**Your objective**
Gather every line from the records below that contains the string "rider", treating uppercase and lowercase as different.

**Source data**
** start **
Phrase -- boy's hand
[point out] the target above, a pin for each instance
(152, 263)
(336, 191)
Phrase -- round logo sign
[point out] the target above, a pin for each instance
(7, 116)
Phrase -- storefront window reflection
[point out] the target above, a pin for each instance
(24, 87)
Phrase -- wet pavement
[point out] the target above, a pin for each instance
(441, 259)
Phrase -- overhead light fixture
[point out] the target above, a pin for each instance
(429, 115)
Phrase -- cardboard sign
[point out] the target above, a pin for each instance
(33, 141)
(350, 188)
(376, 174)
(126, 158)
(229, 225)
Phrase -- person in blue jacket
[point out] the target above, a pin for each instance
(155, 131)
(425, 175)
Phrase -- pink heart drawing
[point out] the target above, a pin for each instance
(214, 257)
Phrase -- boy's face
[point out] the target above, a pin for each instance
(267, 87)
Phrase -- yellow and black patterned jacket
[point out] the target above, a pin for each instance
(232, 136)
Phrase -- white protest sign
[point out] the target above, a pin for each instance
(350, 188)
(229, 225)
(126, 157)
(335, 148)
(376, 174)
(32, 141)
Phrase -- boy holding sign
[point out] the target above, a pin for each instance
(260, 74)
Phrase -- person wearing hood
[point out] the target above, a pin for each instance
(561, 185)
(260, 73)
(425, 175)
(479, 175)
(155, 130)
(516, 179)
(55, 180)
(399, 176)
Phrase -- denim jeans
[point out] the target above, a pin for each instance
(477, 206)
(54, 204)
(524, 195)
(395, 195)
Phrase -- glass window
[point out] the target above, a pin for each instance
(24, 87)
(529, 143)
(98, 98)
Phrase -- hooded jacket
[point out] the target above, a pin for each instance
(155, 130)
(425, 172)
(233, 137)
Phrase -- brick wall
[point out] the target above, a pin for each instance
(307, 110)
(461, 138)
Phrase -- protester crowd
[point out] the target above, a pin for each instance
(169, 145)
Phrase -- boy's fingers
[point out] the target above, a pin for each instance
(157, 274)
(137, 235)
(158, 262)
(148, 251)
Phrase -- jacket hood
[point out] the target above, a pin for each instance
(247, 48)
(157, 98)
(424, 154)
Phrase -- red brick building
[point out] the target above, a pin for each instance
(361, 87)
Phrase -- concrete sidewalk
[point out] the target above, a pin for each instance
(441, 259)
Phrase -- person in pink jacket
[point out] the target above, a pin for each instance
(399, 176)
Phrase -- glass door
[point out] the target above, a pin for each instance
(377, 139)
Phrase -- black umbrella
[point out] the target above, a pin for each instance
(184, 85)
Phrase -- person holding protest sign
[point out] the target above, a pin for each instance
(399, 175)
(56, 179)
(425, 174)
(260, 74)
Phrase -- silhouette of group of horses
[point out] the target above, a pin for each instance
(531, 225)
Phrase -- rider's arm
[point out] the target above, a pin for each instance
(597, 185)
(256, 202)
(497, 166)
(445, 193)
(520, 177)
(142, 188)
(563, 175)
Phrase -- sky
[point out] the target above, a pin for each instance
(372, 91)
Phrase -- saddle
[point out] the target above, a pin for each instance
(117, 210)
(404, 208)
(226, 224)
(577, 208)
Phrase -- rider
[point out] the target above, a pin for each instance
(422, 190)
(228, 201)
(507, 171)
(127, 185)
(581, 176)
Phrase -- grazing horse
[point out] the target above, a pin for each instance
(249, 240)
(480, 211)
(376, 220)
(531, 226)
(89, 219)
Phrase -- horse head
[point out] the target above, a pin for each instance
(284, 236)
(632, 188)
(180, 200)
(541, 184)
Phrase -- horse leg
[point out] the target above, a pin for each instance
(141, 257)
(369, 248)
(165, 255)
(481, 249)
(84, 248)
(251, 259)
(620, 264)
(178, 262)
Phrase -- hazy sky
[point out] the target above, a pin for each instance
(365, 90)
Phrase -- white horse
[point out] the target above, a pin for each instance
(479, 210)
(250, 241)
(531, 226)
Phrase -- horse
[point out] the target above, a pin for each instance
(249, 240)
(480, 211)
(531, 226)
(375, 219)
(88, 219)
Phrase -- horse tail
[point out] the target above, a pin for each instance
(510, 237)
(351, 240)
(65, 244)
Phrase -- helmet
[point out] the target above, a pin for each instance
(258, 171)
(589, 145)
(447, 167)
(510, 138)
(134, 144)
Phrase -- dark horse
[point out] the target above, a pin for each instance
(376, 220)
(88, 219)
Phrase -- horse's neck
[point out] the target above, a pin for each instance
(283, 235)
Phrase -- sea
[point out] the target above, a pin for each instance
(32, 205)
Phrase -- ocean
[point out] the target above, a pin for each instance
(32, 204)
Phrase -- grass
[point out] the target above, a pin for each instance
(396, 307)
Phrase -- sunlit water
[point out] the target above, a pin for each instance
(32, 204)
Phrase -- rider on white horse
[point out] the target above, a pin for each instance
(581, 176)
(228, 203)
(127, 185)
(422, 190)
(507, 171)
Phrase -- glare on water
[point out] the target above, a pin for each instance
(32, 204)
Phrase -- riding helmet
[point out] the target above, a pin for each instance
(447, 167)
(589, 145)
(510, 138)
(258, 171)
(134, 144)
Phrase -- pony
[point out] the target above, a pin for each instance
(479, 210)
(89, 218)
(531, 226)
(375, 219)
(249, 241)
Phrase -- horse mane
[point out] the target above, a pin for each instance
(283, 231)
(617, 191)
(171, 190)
** end **
** start **
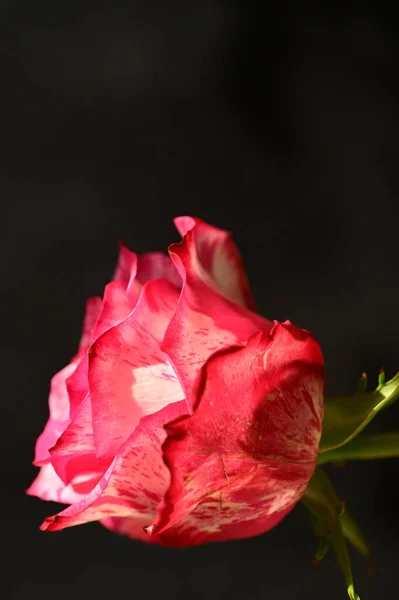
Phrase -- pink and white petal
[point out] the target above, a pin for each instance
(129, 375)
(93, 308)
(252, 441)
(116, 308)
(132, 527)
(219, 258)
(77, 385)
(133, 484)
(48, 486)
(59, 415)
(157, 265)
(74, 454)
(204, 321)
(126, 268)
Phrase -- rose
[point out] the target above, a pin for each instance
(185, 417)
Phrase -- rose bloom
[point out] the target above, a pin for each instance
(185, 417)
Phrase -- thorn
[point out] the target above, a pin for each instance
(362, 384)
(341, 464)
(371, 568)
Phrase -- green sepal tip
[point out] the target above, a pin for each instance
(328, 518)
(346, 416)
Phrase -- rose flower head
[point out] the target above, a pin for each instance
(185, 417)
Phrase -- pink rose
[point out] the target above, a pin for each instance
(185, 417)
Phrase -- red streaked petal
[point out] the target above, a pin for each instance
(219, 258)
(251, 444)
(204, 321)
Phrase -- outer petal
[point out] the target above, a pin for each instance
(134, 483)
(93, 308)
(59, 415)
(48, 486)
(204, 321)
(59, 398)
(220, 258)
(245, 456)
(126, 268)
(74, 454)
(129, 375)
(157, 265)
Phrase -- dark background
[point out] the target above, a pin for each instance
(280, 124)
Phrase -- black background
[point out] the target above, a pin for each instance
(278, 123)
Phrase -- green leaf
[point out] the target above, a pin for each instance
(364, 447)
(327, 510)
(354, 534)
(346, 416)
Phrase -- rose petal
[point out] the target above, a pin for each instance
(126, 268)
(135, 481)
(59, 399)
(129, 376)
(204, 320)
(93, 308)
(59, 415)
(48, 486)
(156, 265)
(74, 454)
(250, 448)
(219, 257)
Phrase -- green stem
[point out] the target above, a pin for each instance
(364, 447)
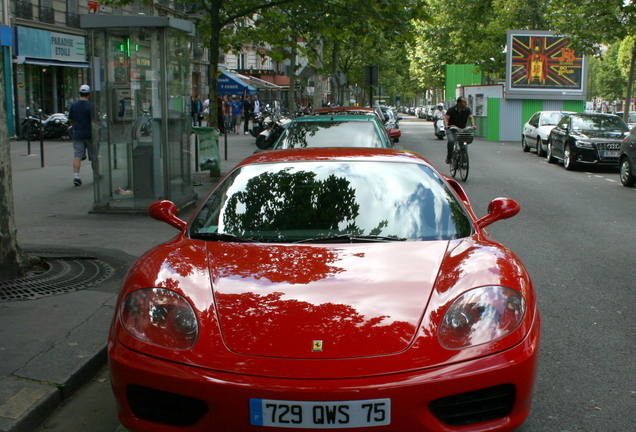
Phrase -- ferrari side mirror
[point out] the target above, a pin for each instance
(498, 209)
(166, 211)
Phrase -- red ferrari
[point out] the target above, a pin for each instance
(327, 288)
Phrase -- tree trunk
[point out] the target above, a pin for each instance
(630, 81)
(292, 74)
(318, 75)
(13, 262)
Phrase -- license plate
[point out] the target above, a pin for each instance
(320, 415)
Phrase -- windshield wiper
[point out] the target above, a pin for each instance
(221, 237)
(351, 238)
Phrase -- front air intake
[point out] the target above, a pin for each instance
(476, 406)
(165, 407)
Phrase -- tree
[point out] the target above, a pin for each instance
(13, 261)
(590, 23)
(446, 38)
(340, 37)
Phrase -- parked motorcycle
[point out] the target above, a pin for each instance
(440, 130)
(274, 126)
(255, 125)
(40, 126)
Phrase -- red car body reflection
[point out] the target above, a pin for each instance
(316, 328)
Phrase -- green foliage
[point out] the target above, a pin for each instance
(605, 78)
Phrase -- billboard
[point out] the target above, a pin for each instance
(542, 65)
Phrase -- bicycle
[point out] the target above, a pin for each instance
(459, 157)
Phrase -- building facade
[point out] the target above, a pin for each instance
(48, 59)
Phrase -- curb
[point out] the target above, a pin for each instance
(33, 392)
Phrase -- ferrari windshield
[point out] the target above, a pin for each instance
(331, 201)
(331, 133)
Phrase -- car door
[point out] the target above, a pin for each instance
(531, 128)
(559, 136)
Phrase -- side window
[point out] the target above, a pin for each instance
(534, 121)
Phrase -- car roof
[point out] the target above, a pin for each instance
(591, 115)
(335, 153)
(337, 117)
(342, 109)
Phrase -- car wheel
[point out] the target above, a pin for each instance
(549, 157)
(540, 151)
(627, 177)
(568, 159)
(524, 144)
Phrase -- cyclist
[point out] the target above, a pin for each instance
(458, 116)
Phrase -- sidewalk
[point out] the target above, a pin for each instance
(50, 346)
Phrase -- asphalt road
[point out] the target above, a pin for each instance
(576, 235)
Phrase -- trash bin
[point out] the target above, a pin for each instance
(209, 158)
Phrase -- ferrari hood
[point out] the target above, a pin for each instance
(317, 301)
** end **
**Answer in full**
Phrase -- rider's arm
Phrase -- rider
Phrase -- rider on white horse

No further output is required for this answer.